Data supplied:
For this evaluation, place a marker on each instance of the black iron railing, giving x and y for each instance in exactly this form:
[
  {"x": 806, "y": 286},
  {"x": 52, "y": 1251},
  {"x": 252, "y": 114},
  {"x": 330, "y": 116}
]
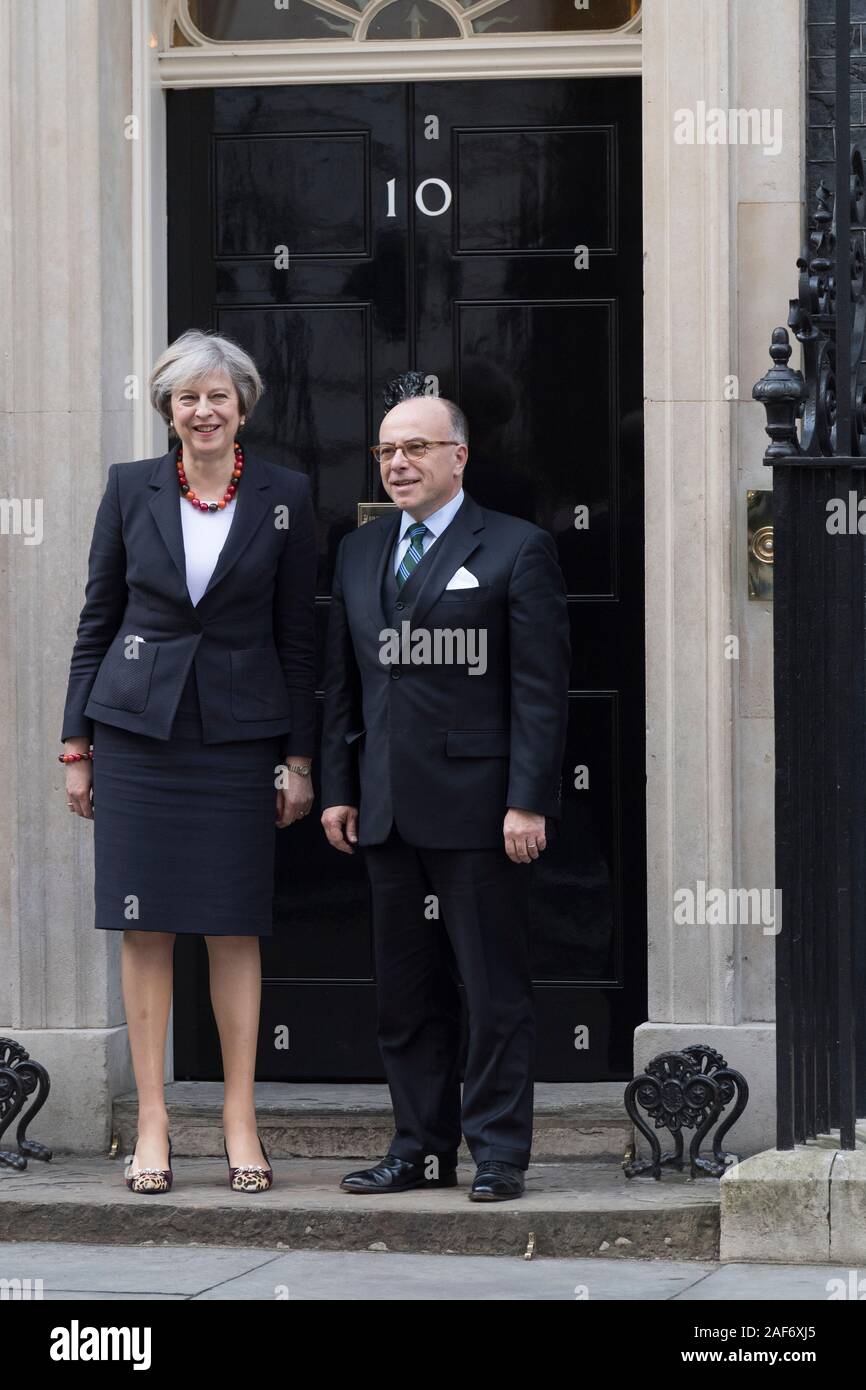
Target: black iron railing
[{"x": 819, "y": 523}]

---

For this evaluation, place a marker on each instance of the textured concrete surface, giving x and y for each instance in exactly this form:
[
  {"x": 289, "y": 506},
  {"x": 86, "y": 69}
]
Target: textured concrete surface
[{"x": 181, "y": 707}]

...

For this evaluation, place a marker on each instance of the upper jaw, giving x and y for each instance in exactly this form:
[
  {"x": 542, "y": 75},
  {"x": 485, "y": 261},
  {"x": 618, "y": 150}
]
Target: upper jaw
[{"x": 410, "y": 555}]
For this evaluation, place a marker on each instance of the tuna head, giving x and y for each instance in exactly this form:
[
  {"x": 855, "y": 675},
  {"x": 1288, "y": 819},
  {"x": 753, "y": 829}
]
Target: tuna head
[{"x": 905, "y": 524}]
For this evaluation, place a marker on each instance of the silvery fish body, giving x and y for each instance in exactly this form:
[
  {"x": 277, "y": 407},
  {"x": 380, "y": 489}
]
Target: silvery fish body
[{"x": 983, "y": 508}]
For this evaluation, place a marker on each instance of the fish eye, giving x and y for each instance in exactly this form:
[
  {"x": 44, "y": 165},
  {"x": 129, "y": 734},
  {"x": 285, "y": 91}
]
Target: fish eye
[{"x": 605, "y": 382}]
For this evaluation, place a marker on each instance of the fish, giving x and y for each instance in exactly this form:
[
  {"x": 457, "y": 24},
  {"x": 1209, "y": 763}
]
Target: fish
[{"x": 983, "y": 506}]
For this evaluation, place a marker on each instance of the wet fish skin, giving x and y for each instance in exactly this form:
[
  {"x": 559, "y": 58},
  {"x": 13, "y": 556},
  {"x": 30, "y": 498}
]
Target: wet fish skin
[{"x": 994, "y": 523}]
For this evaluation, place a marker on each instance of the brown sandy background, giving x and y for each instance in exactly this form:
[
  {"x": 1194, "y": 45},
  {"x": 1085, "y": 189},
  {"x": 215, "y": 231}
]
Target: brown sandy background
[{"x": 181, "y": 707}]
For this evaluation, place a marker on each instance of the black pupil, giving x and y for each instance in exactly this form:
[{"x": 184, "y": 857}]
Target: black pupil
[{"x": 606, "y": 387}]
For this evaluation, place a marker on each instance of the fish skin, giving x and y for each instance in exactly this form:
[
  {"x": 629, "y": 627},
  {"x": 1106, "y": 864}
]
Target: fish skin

What is asked: Copy out every line, from the line that contains "the wet fish" through the line that contains "Target: fish skin", including each item's instructions and format sample. Shift every x and y value in the answer coordinates up by 27, and leave the format sample coordinates unchanged.

Final result:
For this evaluation, place a marker on each instance of the wet fish skin, giving x and y for each instance in exactly this form:
[
  {"x": 559, "y": 58},
  {"x": 13, "y": 556},
  {"x": 30, "y": 498}
]
Target: wet fish skin
[{"x": 1021, "y": 550}]
For this evaluation, place a marker on each instance of the brown sandy background, giving x and y for each instance in exactly this form:
[
  {"x": 1194, "y": 45},
  {"x": 1085, "y": 189},
  {"x": 215, "y": 231}
]
Target: brown sandy background
[{"x": 208, "y": 734}]
For this evaluation, place a marker on each instance of the black pupil, giving x and y for each instance in exactly this form:
[{"x": 184, "y": 857}]
Target: black pupil
[{"x": 633, "y": 414}]
For this evaluation, place a marker on each instance of the fish skin, giving x and y for each instance in exactly this form:
[
  {"x": 629, "y": 627},
  {"x": 1106, "y": 864}
]
Target: fish skin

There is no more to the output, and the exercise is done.